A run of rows
════

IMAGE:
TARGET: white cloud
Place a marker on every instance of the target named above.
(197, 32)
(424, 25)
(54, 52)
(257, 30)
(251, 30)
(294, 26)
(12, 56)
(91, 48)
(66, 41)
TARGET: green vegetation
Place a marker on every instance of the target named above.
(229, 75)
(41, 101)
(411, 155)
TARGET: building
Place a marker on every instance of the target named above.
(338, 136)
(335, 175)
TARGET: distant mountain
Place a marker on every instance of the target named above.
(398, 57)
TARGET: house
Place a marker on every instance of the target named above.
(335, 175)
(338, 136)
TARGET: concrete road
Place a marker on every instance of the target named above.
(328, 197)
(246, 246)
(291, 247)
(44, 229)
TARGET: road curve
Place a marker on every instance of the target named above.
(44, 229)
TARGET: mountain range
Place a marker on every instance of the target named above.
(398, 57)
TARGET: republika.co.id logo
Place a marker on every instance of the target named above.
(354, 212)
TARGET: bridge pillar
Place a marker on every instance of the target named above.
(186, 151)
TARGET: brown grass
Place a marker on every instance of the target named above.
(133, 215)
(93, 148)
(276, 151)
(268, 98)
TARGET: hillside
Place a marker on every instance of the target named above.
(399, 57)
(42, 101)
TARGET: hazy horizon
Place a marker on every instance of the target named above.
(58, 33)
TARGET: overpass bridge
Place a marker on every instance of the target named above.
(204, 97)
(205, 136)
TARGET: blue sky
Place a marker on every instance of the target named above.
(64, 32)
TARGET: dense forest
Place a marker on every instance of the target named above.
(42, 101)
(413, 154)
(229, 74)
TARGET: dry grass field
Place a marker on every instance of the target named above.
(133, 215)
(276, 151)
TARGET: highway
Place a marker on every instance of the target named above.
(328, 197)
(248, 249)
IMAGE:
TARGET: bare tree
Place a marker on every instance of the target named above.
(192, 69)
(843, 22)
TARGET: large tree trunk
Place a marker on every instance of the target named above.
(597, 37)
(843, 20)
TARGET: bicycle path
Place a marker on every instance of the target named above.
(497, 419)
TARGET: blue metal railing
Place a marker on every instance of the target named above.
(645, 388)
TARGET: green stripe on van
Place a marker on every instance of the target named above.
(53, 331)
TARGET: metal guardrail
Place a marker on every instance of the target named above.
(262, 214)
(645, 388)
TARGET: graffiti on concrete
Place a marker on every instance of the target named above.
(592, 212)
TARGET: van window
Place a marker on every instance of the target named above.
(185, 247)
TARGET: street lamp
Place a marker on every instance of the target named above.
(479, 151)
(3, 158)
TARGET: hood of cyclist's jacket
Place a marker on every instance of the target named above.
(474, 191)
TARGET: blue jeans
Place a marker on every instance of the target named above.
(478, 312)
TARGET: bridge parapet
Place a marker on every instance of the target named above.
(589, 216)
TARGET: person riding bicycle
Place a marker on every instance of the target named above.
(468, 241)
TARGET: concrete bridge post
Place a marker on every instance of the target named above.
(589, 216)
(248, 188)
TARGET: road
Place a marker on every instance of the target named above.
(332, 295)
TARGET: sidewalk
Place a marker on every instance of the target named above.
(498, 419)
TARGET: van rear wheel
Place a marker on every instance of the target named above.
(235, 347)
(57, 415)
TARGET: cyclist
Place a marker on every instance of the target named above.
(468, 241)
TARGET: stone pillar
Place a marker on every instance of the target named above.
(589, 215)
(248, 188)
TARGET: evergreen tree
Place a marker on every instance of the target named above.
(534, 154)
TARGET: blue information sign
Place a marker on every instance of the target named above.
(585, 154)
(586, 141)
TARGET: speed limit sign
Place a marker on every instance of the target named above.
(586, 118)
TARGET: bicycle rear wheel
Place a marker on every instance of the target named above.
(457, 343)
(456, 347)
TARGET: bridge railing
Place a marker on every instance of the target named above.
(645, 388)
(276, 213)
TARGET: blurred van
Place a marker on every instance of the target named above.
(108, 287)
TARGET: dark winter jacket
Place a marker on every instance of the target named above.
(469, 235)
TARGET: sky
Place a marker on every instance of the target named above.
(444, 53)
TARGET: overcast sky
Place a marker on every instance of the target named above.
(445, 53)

════

# Your instructions
Reproduce every one of the rows above, line for line, without any changes.

# Task output
IMAGE:
TARGET: white cloud
Place a marker on every instance of the target named above.
(197, 32)
(424, 25)
(54, 52)
(257, 30)
(251, 30)
(294, 26)
(12, 56)
(91, 48)
(66, 41)
TARGET: green vegetation
Place a marker on every instance of the target named above.
(229, 75)
(41, 101)
(411, 155)
TARGET: building
Place a marker on every instance of the target named above.
(338, 136)
(335, 175)
TARGET: distant mountain
Place a marker on every instance of the target named above.
(398, 57)
TARGET: house
Place a marker on every instance of the target named above.
(335, 175)
(338, 136)
TARGET: concrete road
Place a marker on every instance of the target named above.
(328, 197)
(246, 246)
(291, 247)
(44, 229)
TARGET: road curve
Place a marker on every instance of the target named above.
(44, 229)
TARGET: mountain range
Place a marker on every instance of the target named above.
(398, 57)
TARGET: republika.co.id logo
Place a marker on every instance of the target named above.
(354, 212)
TARGET: bridge pillar
Place a marker on every instance of the target named above.
(186, 151)
TARGET: brown grass
Place a marker on every instance of the target named above.
(133, 215)
(93, 148)
(276, 151)
(268, 98)
TARGET: hillside
Place a marker on every instance of the target named above.
(399, 57)
(42, 101)
TARGET: hazy horizon
Place a marker on every instance of the target named above.
(58, 33)
TARGET: overpass bridge
Place a marker on every instance of the target named above.
(204, 97)
(205, 136)
TARGET: blue sky
Place a marker on every instance of the target named above.
(64, 32)
TARGET: dense forest
Place a marker on every instance of the target named above.
(42, 101)
(413, 154)
(229, 74)
TARGET: dry grass field
Place a marker on every instance of the target named above.
(133, 215)
(276, 151)
TARGET: highway
Place a marker on every instance of the target named above.
(328, 197)
(248, 249)
IMAGE:
TARGET: bare tree
Place a marker on every instance of the target named above.
(192, 69)
(843, 22)
TARGET: large tree trunk
Place a marker on every instance of the target named above.
(597, 37)
(843, 20)
TARGET: bicycle path
Place a marker on every instance of the target named above.
(497, 419)
TARGET: blue metal railing
Place a marker on every instance of the target named above.
(645, 388)
TARGET: green stripe on van
Place a marker on every instance of the target named above.
(53, 331)
TARGET: metal guardrail
Place a marker on every instance of the target named above.
(262, 214)
(645, 388)
TARGET: graffiti on concrete
Place a marker on every instance of the target named above.
(592, 212)
TARGET: van window
Place a marker on every instance of the target named above.
(185, 247)
TARGET: street lamp
Place a marker on every instance of the target named above.
(479, 151)
(3, 158)
TARGET: hood of cyclist's jacket
Place a marker on every instance of the target named above.
(474, 191)
TARGET: blue jeans
Place a marker on every instance of the target named above.
(478, 312)
TARGET: bridge parapet
Place a marker on every instance of the target named above.
(589, 216)
TARGET: person riding bicycle
Place a marker on every instance of the target named above.
(468, 241)
TARGET: concrete bridge post
Place a marker on every instance of the target named above.
(589, 216)
(248, 188)
TARGET: road
Place a marker on every instance of the target named above.
(332, 295)
TARGET: sidewalk
Place a marker on every instance of the target named above.
(498, 419)
TARGET: van rear wheel
Place a marker on every instance of the target named above.
(235, 347)
(57, 415)
TARGET: cyclist
Place a marker on every instance of the target named above.
(468, 241)
TARGET: stone pillar
Place a marker on every instance of the target named above.
(589, 215)
(248, 188)
TARGET: evergreen tree
Place a marker on every instance of the target named above.
(534, 154)
TARGET: blue information sign
Place a marker on every instance of the target named above.
(585, 154)
(586, 141)
TARGET: speed limit sign
Place a marker on every instance of the target named above.
(586, 118)
TARGET: bicycle rear wheel
Place a marker on every instance of the target named above.
(457, 343)
(456, 347)
TARGET: bridge railing
Place a marker on every instance of the target named above.
(645, 388)
(276, 213)
TARGET: blurred van
Place a marker on every instance of the target named above.
(108, 287)
TARGET: dark winter jacket
Place a marker on every instance of the target named above.
(469, 235)
TARGET: sky
Place a marker on every instance of the target named above.
(444, 53)
TARGET: overcast sky
Place a marker on every instance of the target named above.
(445, 53)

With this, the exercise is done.